■ **Objective**
Reproduce the items below verbatim, from the line containing "For the benchmark, mark every instance of the white baseball" through the last line of the items, inclusive.

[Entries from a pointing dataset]

******************************

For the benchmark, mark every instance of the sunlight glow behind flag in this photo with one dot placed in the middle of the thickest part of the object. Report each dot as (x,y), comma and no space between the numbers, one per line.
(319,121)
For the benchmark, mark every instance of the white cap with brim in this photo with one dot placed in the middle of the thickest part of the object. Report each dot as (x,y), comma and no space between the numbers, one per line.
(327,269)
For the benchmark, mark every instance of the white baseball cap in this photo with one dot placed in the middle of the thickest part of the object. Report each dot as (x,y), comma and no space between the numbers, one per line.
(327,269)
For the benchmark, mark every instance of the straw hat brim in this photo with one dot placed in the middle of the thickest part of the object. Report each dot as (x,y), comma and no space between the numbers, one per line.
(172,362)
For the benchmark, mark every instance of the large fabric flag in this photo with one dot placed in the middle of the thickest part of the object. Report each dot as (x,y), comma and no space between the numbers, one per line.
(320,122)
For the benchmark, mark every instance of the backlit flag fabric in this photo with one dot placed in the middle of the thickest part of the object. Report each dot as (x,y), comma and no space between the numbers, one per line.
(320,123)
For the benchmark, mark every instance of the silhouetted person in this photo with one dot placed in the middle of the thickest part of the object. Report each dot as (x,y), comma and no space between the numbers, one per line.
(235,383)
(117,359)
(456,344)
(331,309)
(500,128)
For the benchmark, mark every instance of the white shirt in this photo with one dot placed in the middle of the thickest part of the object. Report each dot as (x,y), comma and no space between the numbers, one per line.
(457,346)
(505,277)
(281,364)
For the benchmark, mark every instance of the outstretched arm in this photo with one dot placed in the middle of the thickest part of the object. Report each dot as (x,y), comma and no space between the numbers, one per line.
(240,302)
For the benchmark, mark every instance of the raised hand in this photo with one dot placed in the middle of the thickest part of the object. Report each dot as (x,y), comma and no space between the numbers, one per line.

******************************

■ **Exercise answer**
For the benchmark, mark every instance of the white baseball cap in this photo with one dot placed in the middle of the thickest part of the object. Report each dot as (x,y), comma and no space between the numbers, one per line.
(327,269)
For the benchmark, mark every instance of the straw hat brim in this photo with one dot placed in the middle of the thickest part of the object. Report each dot as (x,y), comma and no space between the numbers, one per line.
(172,362)
For the benchmark, mark every instance of the large fabric flag in this photo with one dot placed in the middle of the thickest part of the object. Report each dot as (x,y), comma and no space between the numbers, one per line.
(320,122)
For the benchmark, mark every instance of the backlit flag fabric in this photo with one dot placed in the middle of the thickest part of the object. Report each dot as (x,y), comma and no space between the numbers, one per line.
(320,123)
For the benchmark, mark every instance of the silhouetted person in this photo with one dot placed in the middle of the thickest part of the object. Report each dot as (x,y), comma and no space between the numbers, one per line.
(235,383)
(117,359)
(456,344)
(331,309)
(500,128)
For the benchmark, mark every instance of the white shirt in this photo with one dot placed in the middle of the thickest part of the object. Report each dot as (x,y), comma and no space between the numbers, one per line.
(457,346)
(505,277)
(281,364)
For the benchmark, mark every instance of the outstretched arm in this photo with one dot placed in the middle of the thickest part of the object. Report each dot as (x,y), comma and no space between the numbers, one per line.
(240,302)
For the benchmark, mark every instance of the raised hand in this photo with one dot placed in the middle of the thickest part of the object. Report each dot as (x,y), comma and no space between the numbers, one per line.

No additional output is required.